**Selected extract**:
=== Begin Enclosure ===

Is your shopping cart free of toxic chemicals? It's not that simple.

Rachel Shaffer

Each time we discuss the health impact of chemicals on this blog, we get a slew of questions and comments. Some readers wonder why we raise a problem about certain chemicals or their effects without offering concrete steps people can take to avoid them. Why don’t we offer wallet cards, fridge magnets or other handouts that list safe products to help people stay safe?

We understand and share the same frustration. But here’s the challenge we wrestle with: Individual action can’t really solve this problem – not even for the most cautious shoppers, and definitely not for society as a whole.

Yes, you should shop organic and take steps to minimize the chemicals you’re using every day. But what we need most is to attack the problem at its roots.

That’s why EDF has focused so hard for so long on fixing our nation’s primary chemical safety law, which is badly outdated and ineffective.

The 40-year-old Toxic Substances Control Act provides no assurance that chemicals we encounter every day are safe. The flaws in the law are most apparent with the failure to regulate known carcinogens such as asbestos and formaldehyde. Unfortunately, those high-profile chemicals are just the tip of the iceberg.

 Here is some of what we don’t know about the chemicals we encounter every day:

  • We don’t know if the chemicals in our homes pose risks to our health. The law is so weak that a vast majority of chemicals enter and remain on the market without being screened for safety.

=== End Enclosure ===

**Recorded data**:
=== Begin Enclosure ===

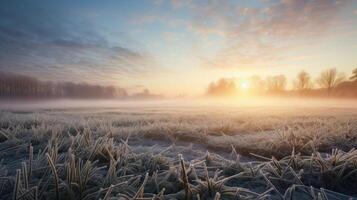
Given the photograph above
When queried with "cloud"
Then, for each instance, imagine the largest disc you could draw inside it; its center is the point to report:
(50, 42)
(257, 35)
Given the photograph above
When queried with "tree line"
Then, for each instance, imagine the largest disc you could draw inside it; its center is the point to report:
(20, 86)
(330, 82)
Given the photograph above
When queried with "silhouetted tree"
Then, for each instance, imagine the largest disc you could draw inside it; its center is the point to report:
(19, 86)
(302, 82)
(257, 84)
(329, 79)
(354, 75)
(276, 84)
(222, 87)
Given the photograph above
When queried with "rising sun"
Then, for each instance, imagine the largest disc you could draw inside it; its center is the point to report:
(244, 85)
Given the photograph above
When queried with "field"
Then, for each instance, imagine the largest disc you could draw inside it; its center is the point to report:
(179, 153)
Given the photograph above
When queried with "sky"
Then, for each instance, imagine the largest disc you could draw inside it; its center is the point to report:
(175, 47)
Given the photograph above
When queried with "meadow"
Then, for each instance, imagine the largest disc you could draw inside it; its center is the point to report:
(178, 152)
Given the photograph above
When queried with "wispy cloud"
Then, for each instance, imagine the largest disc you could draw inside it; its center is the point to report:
(44, 42)
(260, 34)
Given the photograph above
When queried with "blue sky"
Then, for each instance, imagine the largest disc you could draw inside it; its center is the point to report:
(175, 47)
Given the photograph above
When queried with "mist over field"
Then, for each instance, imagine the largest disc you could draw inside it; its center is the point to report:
(178, 100)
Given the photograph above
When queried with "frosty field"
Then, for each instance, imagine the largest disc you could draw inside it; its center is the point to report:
(179, 152)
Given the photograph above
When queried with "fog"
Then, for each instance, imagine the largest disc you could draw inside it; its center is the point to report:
(192, 104)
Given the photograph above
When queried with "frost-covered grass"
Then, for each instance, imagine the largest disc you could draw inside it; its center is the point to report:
(179, 153)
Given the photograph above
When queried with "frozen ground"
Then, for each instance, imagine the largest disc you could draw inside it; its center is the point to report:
(251, 152)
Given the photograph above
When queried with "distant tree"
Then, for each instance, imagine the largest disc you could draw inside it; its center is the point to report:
(257, 84)
(329, 79)
(302, 82)
(276, 84)
(354, 75)
(222, 87)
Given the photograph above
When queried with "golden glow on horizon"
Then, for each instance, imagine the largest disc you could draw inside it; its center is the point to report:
(245, 85)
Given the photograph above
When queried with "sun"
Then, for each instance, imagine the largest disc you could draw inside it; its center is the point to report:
(244, 85)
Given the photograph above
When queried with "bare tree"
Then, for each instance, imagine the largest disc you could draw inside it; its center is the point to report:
(276, 84)
(302, 82)
(354, 75)
(222, 87)
(329, 79)
(257, 84)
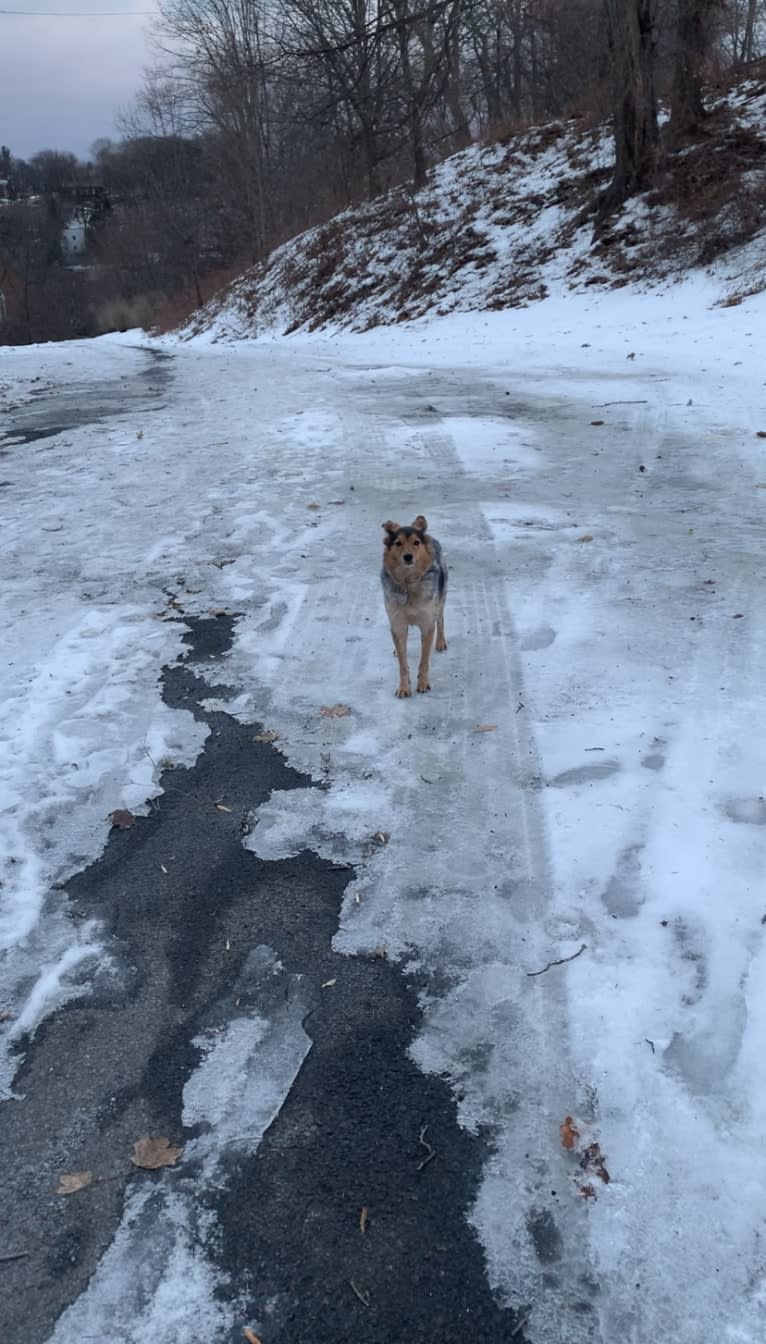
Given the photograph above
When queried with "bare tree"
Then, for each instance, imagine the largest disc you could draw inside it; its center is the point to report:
(632, 28)
(695, 34)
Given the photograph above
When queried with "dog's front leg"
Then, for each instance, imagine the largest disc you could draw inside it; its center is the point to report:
(399, 635)
(426, 644)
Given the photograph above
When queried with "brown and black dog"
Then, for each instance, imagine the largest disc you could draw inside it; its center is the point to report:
(414, 588)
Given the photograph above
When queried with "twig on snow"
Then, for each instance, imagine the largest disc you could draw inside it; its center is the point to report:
(559, 961)
(428, 1147)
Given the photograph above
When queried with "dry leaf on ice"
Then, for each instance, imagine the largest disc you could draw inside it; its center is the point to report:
(152, 1153)
(569, 1132)
(121, 819)
(71, 1182)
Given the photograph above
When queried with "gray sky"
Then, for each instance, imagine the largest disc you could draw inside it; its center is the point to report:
(62, 79)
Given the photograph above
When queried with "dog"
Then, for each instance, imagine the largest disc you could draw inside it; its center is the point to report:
(414, 578)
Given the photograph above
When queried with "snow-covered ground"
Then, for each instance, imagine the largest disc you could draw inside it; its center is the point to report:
(507, 223)
(587, 776)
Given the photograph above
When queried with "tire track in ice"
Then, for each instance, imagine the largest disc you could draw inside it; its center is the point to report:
(461, 893)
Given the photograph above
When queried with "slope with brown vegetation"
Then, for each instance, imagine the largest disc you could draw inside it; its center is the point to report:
(507, 223)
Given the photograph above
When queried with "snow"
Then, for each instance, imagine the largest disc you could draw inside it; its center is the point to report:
(159, 1276)
(508, 223)
(606, 637)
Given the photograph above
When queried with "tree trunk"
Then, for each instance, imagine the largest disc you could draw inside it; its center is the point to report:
(749, 40)
(692, 43)
(633, 45)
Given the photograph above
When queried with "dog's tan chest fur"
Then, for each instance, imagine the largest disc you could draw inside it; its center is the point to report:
(414, 588)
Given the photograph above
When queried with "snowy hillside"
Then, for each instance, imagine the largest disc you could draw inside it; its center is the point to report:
(507, 223)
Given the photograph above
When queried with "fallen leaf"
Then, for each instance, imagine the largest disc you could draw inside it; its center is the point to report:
(569, 1132)
(152, 1153)
(121, 819)
(71, 1182)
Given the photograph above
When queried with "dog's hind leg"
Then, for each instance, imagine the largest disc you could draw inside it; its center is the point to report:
(426, 644)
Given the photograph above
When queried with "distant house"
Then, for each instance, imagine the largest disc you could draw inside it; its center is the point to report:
(74, 238)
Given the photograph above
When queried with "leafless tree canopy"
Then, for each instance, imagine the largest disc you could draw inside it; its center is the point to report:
(264, 117)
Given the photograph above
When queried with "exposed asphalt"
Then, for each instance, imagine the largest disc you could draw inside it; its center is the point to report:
(112, 1066)
(58, 409)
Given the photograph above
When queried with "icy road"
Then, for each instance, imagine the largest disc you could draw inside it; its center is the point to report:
(456, 1005)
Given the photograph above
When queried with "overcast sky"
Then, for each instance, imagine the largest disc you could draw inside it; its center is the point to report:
(63, 79)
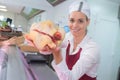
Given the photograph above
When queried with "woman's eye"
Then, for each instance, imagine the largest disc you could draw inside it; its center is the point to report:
(81, 21)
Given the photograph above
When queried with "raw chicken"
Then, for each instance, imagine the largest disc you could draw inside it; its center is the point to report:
(44, 34)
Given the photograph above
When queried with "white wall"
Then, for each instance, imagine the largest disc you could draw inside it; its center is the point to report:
(17, 19)
(104, 28)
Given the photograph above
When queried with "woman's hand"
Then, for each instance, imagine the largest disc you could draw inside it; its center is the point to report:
(11, 41)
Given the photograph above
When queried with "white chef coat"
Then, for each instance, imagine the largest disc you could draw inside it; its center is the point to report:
(87, 63)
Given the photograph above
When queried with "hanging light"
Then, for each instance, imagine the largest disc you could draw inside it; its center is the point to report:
(1, 6)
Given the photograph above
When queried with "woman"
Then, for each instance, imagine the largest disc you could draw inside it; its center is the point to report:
(79, 59)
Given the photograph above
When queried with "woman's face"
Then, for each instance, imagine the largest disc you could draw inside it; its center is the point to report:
(78, 23)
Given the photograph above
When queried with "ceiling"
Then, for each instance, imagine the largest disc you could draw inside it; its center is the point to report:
(18, 5)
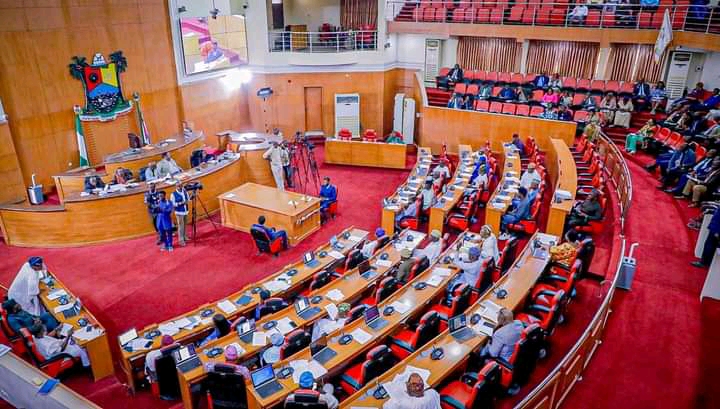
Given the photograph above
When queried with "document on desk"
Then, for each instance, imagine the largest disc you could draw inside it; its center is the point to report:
(227, 307)
(361, 336)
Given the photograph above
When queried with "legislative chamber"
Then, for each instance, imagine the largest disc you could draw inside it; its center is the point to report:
(434, 204)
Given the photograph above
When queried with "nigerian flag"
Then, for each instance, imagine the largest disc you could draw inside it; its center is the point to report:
(81, 141)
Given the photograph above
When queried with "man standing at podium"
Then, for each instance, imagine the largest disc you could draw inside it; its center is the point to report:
(275, 156)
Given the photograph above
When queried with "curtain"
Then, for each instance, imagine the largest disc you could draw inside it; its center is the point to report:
(357, 13)
(489, 54)
(567, 58)
(631, 62)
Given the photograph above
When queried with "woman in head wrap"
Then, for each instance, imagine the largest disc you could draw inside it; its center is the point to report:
(26, 286)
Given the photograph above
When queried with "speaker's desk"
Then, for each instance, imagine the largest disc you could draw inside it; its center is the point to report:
(297, 214)
(362, 153)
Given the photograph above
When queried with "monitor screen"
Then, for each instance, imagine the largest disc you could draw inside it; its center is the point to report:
(457, 322)
(371, 313)
(262, 375)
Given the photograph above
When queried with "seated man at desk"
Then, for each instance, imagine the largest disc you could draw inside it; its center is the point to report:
(270, 231)
(433, 249)
(415, 396)
(50, 346)
(167, 166)
(92, 183)
(19, 318)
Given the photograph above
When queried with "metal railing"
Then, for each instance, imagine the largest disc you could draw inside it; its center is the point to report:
(322, 41)
(685, 17)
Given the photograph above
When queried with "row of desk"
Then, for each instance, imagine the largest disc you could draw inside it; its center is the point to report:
(348, 288)
(243, 301)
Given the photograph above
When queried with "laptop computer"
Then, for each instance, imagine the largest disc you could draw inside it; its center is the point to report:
(310, 260)
(186, 358)
(459, 329)
(303, 308)
(366, 270)
(264, 381)
(320, 351)
(373, 319)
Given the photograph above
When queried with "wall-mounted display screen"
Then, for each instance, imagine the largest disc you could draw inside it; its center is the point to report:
(213, 43)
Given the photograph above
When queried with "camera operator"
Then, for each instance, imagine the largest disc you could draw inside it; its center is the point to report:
(180, 201)
(275, 155)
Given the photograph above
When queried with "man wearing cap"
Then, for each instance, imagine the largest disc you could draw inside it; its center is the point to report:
(307, 381)
(432, 250)
(26, 286)
(529, 176)
(406, 263)
(369, 248)
(153, 355)
(19, 318)
(327, 325)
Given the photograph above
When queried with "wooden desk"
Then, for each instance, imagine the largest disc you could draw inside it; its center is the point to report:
(98, 349)
(415, 300)
(411, 187)
(459, 182)
(181, 148)
(18, 389)
(132, 362)
(351, 285)
(83, 220)
(241, 207)
(361, 153)
(566, 180)
(511, 165)
(518, 282)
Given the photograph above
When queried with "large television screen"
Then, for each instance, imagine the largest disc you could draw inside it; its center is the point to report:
(213, 43)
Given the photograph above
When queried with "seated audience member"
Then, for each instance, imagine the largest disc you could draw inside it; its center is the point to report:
(643, 135)
(325, 326)
(577, 14)
(271, 232)
(369, 248)
(657, 96)
(307, 382)
(19, 318)
(93, 183)
(49, 346)
(530, 175)
(153, 355)
(433, 249)
(167, 166)
(623, 113)
(506, 335)
(698, 187)
(415, 396)
(151, 172)
(641, 94)
(541, 81)
(328, 194)
(585, 211)
(221, 328)
(25, 288)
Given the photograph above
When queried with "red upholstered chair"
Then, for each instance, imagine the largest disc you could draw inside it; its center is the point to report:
(345, 134)
(473, 390)
(407, 340)
(377, 361)
(54, 366)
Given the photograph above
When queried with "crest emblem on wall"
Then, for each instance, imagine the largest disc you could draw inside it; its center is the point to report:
(103, 91)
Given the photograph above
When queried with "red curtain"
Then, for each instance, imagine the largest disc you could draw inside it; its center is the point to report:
(567, 58)
(489, 54)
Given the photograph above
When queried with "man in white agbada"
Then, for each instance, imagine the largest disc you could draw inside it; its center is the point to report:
(433, 249)
(415, 396)
(26, 286)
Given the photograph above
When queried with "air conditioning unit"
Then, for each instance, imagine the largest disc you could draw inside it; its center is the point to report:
(347, 113)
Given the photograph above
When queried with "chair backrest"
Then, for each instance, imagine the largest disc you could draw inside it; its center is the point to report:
(294, 342)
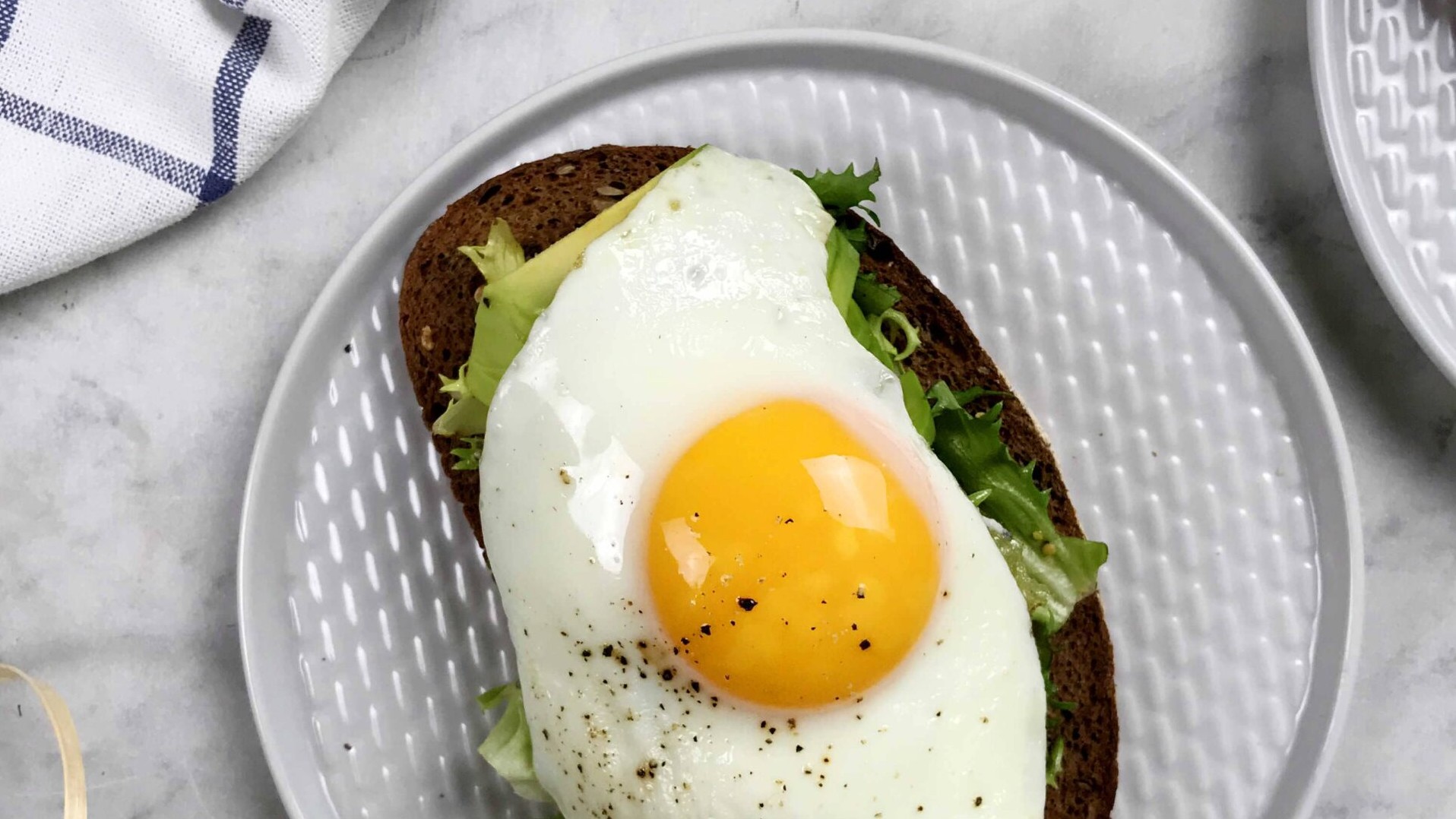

=== End Enclosure ===

**Task**: Return everything in the chemical safety post from "Is your shopping" down to "people stay safe?". Work from the chemical safety post alone.

**Your response**:
Is your shopping cart free of toxic chemicals? It's not that simple.

Rachel Shaffer

Each time we discuss the health impact of chemicals on this blog, we get a slew of questions and comments. Some readers wonder why we raise a problem about certain chemicals or their effects without offering concrete steps people can take to avoid them. Why don’t we offer wallet cards, fridge magnets or other handouts that list safe products to help people stay safe?